>> START RECORDS PROVIDED
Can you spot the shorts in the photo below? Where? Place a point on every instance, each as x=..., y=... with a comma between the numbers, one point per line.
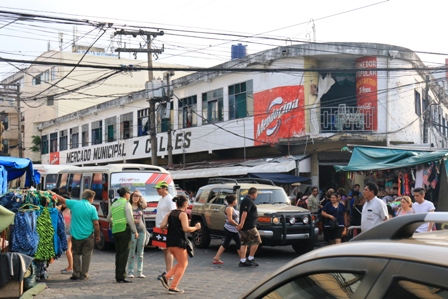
x=250, y=237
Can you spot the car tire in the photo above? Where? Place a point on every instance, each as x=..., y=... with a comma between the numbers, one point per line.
x=302, y=248
x=201, y=238
x=102, y=244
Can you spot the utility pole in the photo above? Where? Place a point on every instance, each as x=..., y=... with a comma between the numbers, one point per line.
x=167, y=75
x=19, y=122
x=152, y=102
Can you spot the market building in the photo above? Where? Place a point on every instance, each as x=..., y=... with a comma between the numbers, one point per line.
x=305, y=102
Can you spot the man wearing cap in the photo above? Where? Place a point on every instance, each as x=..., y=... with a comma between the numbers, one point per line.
x=164, y=207
x=122, y=221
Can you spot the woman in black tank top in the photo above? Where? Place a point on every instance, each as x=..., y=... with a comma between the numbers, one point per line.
x=177, y=224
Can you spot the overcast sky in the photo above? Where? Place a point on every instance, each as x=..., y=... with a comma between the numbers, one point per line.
x=417, y=25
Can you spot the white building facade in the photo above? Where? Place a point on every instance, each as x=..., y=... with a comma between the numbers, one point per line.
x=308, y=99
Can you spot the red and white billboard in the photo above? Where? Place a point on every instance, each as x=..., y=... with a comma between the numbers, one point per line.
x=367, y=91
x=278, y=113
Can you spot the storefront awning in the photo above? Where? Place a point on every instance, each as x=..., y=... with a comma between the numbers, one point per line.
x=280, y=178
x=237, y=170
x=369, y=158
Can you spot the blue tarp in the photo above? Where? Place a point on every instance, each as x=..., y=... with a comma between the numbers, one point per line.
x=15, y=168
x=370, y=158
x=280, y=178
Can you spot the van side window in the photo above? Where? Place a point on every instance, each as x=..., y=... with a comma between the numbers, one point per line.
x=97, y=185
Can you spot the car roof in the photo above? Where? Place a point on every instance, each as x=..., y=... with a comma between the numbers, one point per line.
x=242, y=185
x=393, y=239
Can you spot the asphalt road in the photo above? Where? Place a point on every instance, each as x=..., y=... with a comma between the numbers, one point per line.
x=202, y=279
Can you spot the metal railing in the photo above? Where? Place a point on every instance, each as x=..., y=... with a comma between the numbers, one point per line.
x=343, y=118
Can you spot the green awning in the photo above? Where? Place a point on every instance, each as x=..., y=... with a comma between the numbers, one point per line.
x=370, y=158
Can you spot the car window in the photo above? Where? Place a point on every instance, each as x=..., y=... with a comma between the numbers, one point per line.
x=413, y=290
x=212, y=198
x=339, y=285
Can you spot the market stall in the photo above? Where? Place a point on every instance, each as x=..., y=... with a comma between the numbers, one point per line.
x=398, y=171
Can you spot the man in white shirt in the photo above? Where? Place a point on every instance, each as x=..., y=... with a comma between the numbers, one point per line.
x=374, y=210
x=422, y=205
x=164, y=207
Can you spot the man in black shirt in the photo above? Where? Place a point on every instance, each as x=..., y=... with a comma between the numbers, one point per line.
x=248, y=228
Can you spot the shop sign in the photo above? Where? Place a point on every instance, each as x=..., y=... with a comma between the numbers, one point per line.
x=367, y=91
x=278, y=113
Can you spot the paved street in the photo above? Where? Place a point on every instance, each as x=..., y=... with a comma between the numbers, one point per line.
x=201, y=280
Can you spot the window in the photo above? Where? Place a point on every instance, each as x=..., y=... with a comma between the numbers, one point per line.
x=212, y=106
x=53, y=142
x=409, y=289
x=85, y=135
x=164, y=117
x=143, y=122
x=126, y=125
x=241, y=100
x=111, y=124
x=97, y=132
x=188, y=108
x=53, y=73
x=50, y=101
x=37, y=80
x=74, y=137
x=44, y=145
x=63, y=140
x=320, y=285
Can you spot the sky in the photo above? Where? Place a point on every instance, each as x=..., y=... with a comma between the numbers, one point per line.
x=201, y=32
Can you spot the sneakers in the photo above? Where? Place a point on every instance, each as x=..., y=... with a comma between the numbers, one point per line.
x=173, y=291
x=164, y=282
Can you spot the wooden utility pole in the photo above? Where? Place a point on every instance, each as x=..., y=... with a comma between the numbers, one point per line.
x=152, y=102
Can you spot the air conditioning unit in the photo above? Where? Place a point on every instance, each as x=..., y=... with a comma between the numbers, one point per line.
x=155, y=89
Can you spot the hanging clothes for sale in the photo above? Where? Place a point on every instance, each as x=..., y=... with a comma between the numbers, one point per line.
x=44, y=227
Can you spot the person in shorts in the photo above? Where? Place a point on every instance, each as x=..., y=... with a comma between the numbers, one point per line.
x=248, y=229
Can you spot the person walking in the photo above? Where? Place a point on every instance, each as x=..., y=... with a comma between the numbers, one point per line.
x=122, y=225
x=422, y=205
x=164, y=207
x=375, y=210
x=334, y=214
x=230, y=231
x=177, y=224
x=406, y=206
x=248, y=229
x=138, y=204
x=84, y=229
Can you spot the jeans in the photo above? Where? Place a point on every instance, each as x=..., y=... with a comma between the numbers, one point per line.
x=137, y=250
x=122, y=246
x=84, y=249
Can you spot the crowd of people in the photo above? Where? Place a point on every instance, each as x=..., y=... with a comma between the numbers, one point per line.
x=359, y=210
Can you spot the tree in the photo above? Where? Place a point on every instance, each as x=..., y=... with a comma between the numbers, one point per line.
x=36, y=141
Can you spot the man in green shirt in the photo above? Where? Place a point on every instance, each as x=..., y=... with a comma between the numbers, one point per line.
x=84, y=225
x=122, y=221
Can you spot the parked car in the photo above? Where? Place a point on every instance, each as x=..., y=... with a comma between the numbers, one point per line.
x=279, y=223
x=389, y=261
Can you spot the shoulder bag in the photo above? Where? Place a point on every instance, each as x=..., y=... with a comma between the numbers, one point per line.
x=188, y=244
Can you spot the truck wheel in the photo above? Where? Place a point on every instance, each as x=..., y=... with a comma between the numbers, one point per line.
x=102, y=245
x=302, y=248
x=201, y=238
>> END RECORDS PROVIDED
#### THE PROBLEM:
Format the listing from its start through the line with "x=250, y=237" as a two-column CSV with the headers input and output. Give one row for each thing asked, holding its wording and its answer, each in a single quoted field with line breaks turned into spaces, and leave the picture out.

#### RESULT FOR THIS TASK:
input,output
"Can you spot the shorts in the photo below? Where? Place a point on every instance, each as x=..., y=... with a comma between the numbers, one point per line.","x=250, y=237"